Wild Wild Country is a Netflix documentary series about the controversial Indian guru Bhagwan Shree Rajneesh (Osho), his one-time personal assistant Ma Anand Sheela, and their community of followers in the Rajneeshpuram community located in Wasco County, Oregon, US. It was released on Netflix on March 16, 2018, after premiering at the Sundance Film Festival. The title of the series is drawn from the Bill Callahan song "Drover", which features prominently in the final episode, and it also echoes the comments of Jane Stork ("Ma Shanti B") about first seeing the ranch, shown at the beginning of episode 2: "it was just so wild, so rugged, but vast—really wild country".

Episodes

Season 1 (2018)

Reception

Critical reception

The review aggregator website Rotten Tomatoes surveyed 46 critical responses and judged 98% of them to be positive, with an average rating of 8.1 out of 10. The website's critical consensus reads, "Wild Wild Country succeeds as an intriguing examination of a forgotten piece of American history that must be seen to be believed." Metacritic, which uses a weighted average, assigned a score of 79 out of 100, based on 8 critics, indicating generally favorable reviews.

Sam Wollaston of The Guardian praised Wild Wild Country, giving it a 5 out of 5, stating that "It doesn’t matter how well you know the Rajneeshpuram story – you won’t have seen or heard it told as thoroughly as this".
Nick Allen of RogerEbert.com wrote "by handling this story so intelligently and by opening its heart to a very complicated idea of good and evil, Wild Wild Country has a profound, mesmerizing power itself". Robert Lloyd of Los Angeles Times asserts that "The greater point of the series is its storytelling and wonderful variety of human self-representation, a useful reminder that no two people have the same story to tell. Every speaker is respectfully presented and allowed to speak their piece, and every one is well spoken; rancher or Rajneeshee, government lawyer or commune attorney, each can seem reasonable in turn".

-=-=-

### Written exercise 1
List every line in the listing below that contains the string "referee", matching its case exactly.

-=-=-

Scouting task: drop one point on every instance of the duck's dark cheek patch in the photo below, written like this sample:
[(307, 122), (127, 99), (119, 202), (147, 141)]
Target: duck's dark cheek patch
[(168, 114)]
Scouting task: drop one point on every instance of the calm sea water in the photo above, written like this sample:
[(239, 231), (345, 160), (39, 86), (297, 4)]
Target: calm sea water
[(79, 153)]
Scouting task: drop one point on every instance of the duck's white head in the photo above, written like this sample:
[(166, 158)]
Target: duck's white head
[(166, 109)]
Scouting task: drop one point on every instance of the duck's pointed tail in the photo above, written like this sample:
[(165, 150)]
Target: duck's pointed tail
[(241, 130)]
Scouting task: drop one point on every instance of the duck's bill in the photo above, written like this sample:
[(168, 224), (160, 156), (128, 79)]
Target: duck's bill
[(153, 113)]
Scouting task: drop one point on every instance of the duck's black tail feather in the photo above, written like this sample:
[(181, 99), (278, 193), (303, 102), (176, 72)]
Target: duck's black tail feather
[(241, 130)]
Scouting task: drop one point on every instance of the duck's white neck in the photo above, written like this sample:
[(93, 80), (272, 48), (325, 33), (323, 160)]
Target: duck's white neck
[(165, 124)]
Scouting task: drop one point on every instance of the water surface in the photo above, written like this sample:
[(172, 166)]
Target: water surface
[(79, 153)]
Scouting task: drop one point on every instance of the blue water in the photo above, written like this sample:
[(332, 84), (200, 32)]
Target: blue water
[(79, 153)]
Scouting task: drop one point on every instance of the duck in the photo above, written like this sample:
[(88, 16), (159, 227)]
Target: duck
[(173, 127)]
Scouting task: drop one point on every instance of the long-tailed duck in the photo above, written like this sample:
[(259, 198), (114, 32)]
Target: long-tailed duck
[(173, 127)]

-=-=-

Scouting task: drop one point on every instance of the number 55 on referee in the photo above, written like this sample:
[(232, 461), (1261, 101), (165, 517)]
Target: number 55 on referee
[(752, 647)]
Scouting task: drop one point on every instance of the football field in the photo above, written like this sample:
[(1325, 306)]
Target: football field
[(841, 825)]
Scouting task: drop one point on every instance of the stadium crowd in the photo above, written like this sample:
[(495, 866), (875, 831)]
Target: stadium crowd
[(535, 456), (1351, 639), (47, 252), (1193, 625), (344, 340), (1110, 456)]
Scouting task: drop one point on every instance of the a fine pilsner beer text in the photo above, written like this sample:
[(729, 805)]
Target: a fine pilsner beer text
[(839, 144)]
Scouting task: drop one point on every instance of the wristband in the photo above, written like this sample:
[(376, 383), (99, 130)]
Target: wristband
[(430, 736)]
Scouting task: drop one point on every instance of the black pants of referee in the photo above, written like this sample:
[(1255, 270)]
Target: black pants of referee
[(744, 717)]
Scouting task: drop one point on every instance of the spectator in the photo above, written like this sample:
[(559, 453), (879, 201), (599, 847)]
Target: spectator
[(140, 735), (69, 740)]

-=-=-

### Written exercise 2
Decide whether each statement agrees with the article on Wild Wild Country: (a) the series premiered at the Sundance Film Festival before its release on Netflix; (b) Metacritic's score was based on 46 critics; (c) Sam Wollaston of The Guardian gave the series 4 out of 5. Answer yes or no for each, quoting the words of the article that decide it.

### Right answer 1
Scouting task: drop one point on every instance of the number 55 on referee in the photo above, written like this sample:
Target: number 55 on referee
Scouting task: drop one point on every instance of the black pants of referee in the photo above, written like this sample:
Target: black pants of referee

### Right answer 2
(a) Yes: "It was released on Netflix on March 16, 2018, after premiering at the Sundance Film Festival."
(b) No: "assigned a score of 79 out of 100, based on 8 critics"
(c) No: "giving it a 5 out of 5"